**PROBLEM:** Print verbatim every line of the listing below, from the line that contains "(38,207) (no space after the comma)." through the last line of the listing, inclusive.
─── DATA PROVIDED ───
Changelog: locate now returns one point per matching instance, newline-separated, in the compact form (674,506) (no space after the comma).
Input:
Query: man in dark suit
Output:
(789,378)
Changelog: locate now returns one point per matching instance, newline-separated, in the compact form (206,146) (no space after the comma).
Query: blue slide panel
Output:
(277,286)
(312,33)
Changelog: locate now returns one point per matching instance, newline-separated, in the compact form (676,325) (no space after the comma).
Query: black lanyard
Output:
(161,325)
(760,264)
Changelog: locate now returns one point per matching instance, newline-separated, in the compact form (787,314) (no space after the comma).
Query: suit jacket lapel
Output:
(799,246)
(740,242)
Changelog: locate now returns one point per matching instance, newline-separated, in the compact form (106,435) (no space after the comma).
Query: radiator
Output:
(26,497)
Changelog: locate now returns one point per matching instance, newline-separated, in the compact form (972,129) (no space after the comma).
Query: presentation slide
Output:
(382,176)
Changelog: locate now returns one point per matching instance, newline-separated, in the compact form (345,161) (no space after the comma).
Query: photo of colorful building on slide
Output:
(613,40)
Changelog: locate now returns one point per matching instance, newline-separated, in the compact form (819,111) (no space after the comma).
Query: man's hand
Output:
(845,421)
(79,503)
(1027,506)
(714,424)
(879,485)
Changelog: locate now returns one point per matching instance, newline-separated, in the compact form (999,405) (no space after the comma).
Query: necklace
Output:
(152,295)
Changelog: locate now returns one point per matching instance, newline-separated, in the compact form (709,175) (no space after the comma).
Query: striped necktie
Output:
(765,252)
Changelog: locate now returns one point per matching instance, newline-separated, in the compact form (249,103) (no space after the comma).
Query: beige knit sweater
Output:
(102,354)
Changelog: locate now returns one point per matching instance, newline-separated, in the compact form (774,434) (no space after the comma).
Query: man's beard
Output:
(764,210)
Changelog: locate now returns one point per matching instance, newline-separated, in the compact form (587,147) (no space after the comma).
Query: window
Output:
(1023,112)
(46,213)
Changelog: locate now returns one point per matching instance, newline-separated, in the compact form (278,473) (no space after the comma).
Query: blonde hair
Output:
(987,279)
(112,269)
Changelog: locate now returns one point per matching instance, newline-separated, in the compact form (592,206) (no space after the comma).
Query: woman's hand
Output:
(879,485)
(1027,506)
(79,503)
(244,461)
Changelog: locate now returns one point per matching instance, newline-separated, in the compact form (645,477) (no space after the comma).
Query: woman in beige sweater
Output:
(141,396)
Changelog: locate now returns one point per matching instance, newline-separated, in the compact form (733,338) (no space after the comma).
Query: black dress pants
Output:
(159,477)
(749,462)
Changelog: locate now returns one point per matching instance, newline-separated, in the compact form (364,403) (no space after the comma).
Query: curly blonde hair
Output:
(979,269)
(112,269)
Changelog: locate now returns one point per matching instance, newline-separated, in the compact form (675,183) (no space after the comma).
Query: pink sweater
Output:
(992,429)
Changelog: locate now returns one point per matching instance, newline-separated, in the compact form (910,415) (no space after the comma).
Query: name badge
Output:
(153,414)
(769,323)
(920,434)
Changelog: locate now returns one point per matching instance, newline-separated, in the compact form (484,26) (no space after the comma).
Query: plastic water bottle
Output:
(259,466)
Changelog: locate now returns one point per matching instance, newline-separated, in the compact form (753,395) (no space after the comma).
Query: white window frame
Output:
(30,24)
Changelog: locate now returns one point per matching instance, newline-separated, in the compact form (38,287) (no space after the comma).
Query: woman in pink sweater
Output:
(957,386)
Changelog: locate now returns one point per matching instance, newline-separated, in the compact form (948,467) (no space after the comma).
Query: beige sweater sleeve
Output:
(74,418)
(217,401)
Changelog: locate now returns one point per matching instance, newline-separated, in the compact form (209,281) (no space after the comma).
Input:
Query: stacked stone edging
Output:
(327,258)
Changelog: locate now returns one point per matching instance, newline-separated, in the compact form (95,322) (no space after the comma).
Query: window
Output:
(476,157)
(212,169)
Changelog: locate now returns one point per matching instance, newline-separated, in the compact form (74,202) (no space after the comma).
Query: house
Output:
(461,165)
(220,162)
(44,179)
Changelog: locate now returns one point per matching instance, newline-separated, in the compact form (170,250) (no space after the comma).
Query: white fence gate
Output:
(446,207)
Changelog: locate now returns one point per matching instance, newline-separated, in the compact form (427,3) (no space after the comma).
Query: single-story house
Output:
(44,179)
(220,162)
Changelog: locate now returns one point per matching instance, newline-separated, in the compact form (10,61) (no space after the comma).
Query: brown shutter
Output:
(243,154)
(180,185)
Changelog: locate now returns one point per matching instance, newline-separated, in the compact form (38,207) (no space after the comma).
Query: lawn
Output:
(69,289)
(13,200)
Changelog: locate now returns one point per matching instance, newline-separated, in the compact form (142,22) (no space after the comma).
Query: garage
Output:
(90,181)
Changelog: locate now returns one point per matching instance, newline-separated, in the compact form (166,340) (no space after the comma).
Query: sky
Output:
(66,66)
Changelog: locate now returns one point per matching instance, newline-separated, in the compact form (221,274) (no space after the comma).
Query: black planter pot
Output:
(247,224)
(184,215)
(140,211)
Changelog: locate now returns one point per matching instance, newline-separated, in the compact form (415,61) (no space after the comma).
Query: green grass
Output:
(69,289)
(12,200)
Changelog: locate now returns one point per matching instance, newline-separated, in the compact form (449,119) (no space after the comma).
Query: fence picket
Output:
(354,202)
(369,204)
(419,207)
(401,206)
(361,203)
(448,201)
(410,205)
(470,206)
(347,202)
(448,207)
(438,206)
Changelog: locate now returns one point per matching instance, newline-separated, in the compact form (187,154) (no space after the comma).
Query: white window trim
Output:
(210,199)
───
**CORRECT RESPONSE:**
Changelog: locate now returns one point per matching instance, newline-separated, in the compact form (38,207) (no space after the comma).
Query: lawn
Output:
(69,289)
(13,200)
Changelog: locate now returns one point per matching instance, newline-separated, in the compact form (142,22) (no space after the comma).
Query: garage
Output:
(90,181)
Changelog: locate now returns one point per matching instance, newline-separated, in the compact form (166,340) (no space after the comma).
Query: sky
Output:
(66,66)
Changelog: locate now returns one point per matching instance, newline-separated, in the compact form (221,274) (no space after the comma).
Query: black planter pot
Output:
(247,224)
(184,215)
(140,211)
Changelog: locate now returns one point per matching instance, newline-separated, in the compact form (415,61) (no space after the comma).
Query: green grass
Output:
(69,289)
(12,200)
Changelog: locate now returns one point per matching instance, newline-separated, in the compact form (449,119) (no space after the comma).
Query: fence picket
Output:
(354,202)
(369,204)
(419,207)
(401,206)
(361,203)
(448,201)
(410,205)
(470,206)
(347,202)
(448,207)
(438,206)
Changelog: locate now returns one point per matching instance, newline-separated, in the compact form (187,154) (no space after the comma).
Query: white window trim
Output:
(210,199)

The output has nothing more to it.